-- WORK INSTRUCTION --
Read through the records. Copy each line that has the word "boat".

-- SUPPLIED RECORDS --
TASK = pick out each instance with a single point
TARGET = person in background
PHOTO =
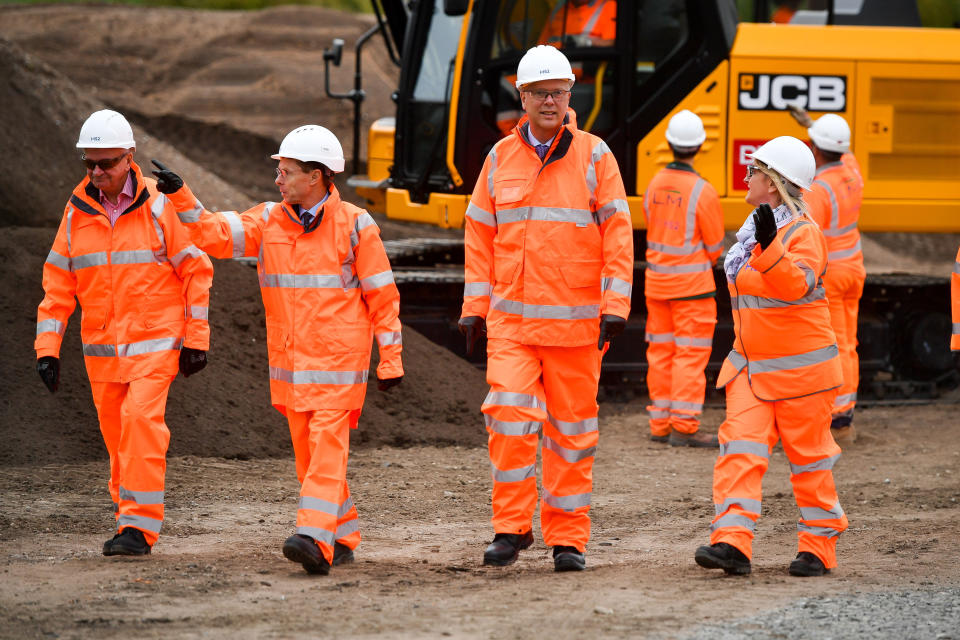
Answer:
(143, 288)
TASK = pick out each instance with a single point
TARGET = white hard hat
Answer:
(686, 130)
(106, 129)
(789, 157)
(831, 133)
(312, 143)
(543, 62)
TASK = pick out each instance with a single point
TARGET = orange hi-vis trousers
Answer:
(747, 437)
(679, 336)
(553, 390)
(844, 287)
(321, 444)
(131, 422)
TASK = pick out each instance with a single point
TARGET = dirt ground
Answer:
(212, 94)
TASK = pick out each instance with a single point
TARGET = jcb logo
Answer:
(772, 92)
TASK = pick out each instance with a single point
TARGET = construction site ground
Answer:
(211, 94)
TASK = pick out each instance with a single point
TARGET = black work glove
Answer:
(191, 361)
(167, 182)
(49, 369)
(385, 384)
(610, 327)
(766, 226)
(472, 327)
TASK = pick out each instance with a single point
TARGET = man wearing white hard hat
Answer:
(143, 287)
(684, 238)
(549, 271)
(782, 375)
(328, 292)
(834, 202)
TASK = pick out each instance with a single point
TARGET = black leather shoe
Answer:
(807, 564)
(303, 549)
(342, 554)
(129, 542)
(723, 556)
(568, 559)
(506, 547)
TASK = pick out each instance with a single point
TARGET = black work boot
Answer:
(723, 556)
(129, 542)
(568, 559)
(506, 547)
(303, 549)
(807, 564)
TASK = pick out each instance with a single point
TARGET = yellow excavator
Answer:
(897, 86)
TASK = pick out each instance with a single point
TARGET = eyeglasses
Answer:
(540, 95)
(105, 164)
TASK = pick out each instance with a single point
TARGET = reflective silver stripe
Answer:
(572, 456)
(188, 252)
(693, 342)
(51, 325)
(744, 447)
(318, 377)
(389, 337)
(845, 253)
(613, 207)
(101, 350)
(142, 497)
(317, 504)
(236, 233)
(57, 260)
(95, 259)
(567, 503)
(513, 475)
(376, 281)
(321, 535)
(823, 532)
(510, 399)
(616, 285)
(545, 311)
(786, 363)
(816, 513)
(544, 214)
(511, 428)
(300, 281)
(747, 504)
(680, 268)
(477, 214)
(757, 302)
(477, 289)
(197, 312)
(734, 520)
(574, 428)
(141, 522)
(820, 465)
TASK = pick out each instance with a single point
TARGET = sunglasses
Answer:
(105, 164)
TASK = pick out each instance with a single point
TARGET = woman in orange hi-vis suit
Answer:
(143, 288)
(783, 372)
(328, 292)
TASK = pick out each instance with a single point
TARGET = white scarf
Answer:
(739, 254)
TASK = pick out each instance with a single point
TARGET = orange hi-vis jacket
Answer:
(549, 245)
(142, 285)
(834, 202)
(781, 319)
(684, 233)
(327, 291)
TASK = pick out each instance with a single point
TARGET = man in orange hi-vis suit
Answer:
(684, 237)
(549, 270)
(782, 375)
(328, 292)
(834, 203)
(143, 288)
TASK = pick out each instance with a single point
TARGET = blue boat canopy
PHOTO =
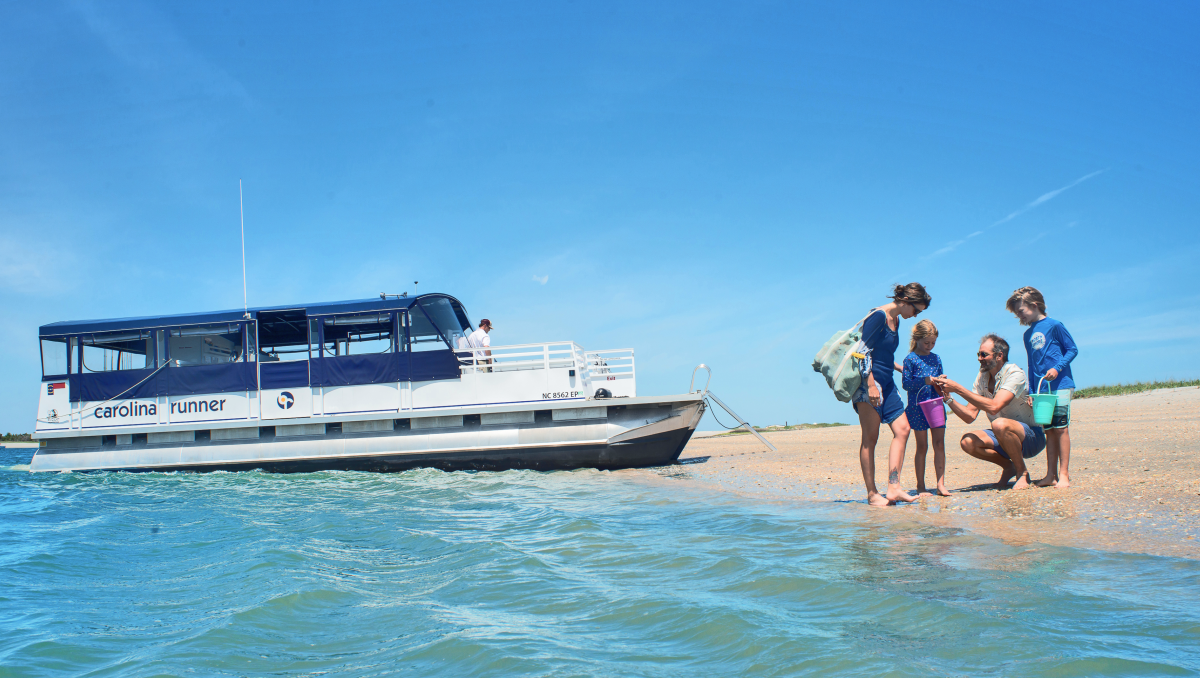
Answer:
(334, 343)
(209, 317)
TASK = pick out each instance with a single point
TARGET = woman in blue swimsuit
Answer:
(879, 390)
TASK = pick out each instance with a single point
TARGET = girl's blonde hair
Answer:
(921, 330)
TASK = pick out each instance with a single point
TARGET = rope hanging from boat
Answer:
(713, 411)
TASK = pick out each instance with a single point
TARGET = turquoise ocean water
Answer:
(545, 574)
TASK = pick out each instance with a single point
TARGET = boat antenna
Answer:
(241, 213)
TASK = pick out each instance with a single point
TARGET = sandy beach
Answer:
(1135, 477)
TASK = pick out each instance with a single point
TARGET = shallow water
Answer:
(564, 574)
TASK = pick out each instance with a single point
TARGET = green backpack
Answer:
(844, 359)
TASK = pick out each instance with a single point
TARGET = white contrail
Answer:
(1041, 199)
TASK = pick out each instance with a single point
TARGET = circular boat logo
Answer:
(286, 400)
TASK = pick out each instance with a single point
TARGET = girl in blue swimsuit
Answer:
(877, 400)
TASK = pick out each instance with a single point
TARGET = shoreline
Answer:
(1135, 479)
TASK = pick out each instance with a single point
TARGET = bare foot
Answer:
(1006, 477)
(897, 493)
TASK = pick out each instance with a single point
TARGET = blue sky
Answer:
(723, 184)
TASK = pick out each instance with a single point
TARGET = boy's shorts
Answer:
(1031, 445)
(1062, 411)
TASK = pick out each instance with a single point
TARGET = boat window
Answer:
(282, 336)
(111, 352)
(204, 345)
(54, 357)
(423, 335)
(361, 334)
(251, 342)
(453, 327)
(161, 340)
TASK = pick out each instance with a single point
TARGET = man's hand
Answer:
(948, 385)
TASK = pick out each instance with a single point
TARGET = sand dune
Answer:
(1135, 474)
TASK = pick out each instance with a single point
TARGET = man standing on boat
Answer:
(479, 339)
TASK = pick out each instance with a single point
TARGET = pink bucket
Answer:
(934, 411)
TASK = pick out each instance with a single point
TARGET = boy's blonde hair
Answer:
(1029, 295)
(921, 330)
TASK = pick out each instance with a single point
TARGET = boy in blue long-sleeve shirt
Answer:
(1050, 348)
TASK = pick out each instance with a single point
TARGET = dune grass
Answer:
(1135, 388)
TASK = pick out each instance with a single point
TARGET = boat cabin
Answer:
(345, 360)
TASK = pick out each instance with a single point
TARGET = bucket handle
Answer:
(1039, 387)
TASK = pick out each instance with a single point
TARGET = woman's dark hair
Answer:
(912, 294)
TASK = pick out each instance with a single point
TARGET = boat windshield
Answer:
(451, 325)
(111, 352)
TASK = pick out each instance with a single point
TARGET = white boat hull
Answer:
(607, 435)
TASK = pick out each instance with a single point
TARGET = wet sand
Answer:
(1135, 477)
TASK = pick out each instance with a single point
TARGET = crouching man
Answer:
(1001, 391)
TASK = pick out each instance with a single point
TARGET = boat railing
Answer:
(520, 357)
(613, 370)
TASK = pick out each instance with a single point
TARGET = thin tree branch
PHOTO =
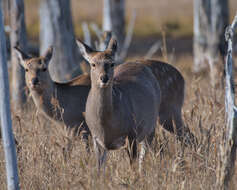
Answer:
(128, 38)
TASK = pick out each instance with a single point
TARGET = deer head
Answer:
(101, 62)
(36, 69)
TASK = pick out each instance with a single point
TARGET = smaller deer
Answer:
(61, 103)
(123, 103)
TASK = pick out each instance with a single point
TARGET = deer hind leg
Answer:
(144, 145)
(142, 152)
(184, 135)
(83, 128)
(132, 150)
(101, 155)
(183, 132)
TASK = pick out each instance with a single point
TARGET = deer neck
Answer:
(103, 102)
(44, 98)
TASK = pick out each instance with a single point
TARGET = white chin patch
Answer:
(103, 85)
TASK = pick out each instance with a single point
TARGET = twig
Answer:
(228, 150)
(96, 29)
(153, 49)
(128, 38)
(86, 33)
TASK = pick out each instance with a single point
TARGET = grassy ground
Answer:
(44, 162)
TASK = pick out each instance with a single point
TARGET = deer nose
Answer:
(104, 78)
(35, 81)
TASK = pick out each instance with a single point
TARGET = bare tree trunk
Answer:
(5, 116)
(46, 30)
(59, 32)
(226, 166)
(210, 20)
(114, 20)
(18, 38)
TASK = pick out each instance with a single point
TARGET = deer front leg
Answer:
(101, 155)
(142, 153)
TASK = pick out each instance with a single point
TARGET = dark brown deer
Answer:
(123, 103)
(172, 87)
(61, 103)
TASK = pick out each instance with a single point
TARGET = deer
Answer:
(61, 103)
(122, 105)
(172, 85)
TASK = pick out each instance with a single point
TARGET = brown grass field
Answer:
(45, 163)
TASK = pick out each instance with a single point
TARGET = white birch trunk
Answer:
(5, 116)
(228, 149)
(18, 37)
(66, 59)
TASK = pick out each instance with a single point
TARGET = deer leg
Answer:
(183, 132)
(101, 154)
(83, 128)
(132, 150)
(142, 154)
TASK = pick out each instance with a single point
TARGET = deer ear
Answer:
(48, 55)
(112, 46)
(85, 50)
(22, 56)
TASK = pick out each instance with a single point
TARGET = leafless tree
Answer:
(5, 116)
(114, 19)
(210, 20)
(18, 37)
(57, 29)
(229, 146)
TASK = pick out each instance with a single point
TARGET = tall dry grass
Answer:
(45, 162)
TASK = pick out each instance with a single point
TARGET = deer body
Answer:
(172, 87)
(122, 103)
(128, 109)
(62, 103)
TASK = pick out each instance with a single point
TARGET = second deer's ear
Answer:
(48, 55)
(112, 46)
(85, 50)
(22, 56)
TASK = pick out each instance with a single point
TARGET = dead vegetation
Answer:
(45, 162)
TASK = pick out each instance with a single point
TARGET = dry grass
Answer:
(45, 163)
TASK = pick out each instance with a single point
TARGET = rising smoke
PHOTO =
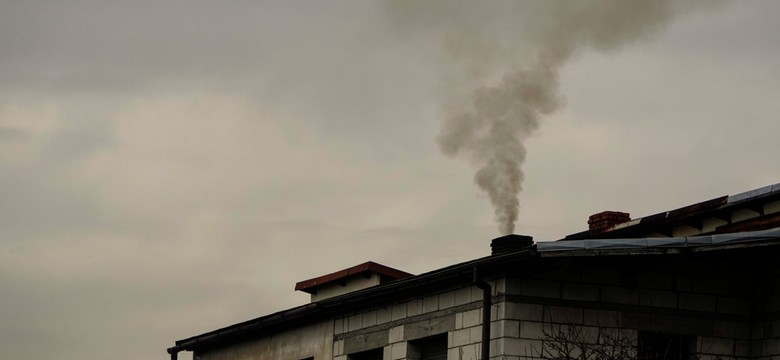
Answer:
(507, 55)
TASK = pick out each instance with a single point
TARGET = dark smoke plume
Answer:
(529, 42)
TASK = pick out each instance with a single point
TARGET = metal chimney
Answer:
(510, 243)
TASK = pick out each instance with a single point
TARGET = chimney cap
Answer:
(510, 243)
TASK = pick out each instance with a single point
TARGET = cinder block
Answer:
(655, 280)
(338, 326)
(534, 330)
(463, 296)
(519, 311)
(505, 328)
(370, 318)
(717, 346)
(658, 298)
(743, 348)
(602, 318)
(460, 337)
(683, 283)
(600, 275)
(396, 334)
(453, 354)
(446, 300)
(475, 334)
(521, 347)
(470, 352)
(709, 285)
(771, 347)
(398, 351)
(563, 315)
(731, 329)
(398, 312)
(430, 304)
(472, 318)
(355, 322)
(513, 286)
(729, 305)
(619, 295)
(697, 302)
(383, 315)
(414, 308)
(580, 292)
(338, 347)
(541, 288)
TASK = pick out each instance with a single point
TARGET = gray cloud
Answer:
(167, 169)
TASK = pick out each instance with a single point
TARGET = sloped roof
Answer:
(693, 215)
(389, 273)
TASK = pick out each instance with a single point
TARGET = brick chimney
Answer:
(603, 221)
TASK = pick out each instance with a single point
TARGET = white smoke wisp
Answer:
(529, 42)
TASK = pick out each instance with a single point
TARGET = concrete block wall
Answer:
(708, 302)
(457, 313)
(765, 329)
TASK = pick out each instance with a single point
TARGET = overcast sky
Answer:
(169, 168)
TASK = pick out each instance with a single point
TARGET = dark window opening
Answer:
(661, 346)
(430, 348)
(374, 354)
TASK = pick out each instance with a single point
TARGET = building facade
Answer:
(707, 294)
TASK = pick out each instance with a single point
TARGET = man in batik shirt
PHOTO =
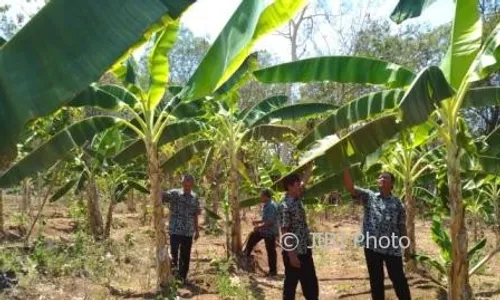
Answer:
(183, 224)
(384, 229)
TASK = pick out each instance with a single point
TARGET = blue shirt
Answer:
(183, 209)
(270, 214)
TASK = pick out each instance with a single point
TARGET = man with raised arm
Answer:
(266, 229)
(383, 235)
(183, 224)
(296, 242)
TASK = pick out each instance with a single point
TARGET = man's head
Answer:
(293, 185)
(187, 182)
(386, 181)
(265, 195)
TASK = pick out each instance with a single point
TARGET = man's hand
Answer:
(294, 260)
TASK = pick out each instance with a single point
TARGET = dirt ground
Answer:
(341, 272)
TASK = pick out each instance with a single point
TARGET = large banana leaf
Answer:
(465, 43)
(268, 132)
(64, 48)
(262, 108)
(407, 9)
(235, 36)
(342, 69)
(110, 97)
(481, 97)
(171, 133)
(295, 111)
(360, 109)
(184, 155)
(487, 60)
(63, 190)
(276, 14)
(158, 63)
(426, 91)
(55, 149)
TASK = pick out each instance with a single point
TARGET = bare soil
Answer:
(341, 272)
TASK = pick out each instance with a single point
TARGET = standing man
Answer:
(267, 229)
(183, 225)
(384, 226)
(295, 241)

-- RESULT FOR THIS TASK --
TARGET = blue boat canopy
TARGET = rope hanging from boat
TARGET = boat antenna
TARGET = circular boat logo
TARGET = boat window
TARGET = man standing on boat
TARGET = boat cabin
TARGET = boat windshield
TARGET = white boat hull
TARGET = boat railing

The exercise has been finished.